(Extracted records)

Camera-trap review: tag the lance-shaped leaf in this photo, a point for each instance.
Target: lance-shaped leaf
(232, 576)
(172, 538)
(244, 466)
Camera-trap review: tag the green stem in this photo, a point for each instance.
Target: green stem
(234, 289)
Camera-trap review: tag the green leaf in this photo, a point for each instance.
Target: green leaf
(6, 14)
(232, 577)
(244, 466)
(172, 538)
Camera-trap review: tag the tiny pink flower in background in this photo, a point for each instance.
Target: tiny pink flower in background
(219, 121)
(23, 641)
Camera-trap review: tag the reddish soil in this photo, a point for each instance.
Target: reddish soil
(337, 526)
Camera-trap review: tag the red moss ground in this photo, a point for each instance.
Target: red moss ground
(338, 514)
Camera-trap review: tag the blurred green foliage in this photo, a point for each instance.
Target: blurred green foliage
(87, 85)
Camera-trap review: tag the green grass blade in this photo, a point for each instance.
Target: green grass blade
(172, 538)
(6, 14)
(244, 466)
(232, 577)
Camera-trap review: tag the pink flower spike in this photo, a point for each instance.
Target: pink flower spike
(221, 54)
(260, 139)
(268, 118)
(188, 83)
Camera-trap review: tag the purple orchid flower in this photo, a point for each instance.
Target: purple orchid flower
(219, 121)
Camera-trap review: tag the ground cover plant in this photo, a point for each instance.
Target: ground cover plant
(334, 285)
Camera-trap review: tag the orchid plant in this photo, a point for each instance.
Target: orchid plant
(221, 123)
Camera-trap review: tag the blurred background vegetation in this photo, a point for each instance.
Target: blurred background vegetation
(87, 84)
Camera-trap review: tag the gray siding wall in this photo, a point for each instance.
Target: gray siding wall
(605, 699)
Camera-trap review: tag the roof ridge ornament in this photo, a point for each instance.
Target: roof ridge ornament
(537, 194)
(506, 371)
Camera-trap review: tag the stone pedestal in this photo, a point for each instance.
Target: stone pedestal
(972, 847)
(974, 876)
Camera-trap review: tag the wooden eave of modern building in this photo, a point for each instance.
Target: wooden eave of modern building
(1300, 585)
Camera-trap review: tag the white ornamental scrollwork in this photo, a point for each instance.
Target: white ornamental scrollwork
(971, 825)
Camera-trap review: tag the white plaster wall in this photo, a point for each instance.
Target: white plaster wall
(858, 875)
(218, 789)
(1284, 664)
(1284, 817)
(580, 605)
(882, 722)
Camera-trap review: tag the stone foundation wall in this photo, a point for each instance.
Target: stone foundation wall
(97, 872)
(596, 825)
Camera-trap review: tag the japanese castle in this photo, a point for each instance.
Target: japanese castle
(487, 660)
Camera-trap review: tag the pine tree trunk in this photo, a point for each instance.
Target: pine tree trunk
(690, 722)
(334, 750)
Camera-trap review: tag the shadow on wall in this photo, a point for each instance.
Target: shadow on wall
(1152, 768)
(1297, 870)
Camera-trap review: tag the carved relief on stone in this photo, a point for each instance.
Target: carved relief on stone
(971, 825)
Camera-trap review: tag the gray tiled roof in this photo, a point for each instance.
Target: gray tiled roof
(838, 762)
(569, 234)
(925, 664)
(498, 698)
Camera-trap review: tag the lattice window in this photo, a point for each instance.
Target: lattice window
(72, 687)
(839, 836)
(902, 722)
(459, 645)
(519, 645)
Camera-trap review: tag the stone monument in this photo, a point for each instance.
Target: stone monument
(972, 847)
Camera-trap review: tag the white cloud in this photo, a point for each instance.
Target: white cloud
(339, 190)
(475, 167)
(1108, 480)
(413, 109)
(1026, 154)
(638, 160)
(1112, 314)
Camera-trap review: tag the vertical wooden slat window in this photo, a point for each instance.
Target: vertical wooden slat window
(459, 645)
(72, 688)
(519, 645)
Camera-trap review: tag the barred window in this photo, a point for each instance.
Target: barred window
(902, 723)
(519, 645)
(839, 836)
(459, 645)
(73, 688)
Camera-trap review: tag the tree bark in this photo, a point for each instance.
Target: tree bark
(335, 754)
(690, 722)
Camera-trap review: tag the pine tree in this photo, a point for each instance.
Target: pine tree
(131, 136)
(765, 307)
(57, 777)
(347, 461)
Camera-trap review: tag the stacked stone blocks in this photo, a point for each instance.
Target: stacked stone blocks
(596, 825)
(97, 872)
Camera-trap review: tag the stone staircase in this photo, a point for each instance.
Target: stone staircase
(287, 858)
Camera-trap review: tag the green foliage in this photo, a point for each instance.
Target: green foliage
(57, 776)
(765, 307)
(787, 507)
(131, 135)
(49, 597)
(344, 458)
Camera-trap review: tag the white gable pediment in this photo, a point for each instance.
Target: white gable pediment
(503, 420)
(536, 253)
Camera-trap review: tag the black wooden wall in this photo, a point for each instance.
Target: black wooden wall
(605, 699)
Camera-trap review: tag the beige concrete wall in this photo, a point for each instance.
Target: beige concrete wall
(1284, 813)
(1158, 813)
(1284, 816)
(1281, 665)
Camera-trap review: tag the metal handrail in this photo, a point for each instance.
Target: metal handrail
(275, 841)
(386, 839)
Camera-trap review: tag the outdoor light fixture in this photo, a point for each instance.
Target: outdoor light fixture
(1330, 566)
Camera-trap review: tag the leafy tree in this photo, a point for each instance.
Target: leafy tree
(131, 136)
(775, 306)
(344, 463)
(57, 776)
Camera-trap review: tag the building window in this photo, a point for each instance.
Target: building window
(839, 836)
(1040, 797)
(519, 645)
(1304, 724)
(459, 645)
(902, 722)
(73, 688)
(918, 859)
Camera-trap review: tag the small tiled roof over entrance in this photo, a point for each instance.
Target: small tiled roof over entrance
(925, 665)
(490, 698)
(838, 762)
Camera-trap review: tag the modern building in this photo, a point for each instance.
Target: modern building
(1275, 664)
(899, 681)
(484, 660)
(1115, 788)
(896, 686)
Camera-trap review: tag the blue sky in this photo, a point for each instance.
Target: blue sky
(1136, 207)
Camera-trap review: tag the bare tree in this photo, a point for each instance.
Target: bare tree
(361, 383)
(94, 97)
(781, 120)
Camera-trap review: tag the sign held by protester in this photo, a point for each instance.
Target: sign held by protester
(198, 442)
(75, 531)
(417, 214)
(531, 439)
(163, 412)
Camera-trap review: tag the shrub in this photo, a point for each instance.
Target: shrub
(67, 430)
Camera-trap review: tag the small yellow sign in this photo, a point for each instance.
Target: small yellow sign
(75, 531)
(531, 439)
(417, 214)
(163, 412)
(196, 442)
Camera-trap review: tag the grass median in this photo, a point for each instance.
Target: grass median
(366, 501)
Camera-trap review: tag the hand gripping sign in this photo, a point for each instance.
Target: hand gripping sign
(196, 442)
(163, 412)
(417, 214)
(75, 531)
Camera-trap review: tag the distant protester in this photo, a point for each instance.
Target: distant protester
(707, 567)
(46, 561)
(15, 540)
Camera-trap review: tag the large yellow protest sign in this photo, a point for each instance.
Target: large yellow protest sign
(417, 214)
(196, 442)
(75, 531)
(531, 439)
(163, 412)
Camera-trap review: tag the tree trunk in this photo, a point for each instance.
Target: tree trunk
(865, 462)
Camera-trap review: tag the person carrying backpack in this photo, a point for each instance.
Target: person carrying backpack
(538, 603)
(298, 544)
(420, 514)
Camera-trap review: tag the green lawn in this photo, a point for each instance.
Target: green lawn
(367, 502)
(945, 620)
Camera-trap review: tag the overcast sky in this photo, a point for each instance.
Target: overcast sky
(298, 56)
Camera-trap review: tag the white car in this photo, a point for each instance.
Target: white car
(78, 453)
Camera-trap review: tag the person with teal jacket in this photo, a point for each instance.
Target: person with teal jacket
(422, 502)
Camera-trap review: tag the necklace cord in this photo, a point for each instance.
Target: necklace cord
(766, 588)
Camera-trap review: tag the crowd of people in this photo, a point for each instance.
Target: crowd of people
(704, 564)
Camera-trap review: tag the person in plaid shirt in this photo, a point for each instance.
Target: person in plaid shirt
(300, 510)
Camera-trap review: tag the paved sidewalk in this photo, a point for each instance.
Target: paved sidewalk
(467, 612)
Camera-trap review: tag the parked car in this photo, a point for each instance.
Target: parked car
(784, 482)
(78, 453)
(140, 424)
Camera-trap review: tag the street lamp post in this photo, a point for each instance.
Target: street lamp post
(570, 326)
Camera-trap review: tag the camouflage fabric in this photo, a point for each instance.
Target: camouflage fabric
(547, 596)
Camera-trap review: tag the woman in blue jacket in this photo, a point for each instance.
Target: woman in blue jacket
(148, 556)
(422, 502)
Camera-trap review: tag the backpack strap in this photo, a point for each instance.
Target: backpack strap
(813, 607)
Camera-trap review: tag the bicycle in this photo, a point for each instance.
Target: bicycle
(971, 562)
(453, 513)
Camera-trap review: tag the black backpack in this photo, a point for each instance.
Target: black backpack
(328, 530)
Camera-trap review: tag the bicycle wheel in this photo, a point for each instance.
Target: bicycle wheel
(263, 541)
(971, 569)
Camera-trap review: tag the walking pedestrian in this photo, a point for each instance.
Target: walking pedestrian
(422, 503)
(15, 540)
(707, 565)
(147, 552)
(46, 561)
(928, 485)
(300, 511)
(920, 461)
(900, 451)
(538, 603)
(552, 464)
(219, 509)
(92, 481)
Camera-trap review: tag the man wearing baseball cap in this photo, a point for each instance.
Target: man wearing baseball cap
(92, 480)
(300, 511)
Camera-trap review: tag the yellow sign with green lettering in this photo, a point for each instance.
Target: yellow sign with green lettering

> _What the task asks_:
Return the lines from the one containing "Camera-trap review: tag the stone foundation" through the one containing "(1297, 870)", copied verbatim, with both of those lines included and nothing else.

> _Written response_:
Camera-trap review: tag the stone foundation wall in this photo, a point for each instance.
Target: stone foundation wall
(97, 872)
(596, 825)
Camera-trap review: tag the japanese castle in this photo, a point for each instance.
Target: japanese castle
(487, 660)
Camera-trap review: tag the pine tree trunk in this photo, a point for each instance.
Target: pine tree trunk
(690, 722)
(334, 750)
Camera-trap review: tag the shadow on wall in this photo, a point for each instance.
Target: shadow on wall
(1152, 768)
(1297, 870)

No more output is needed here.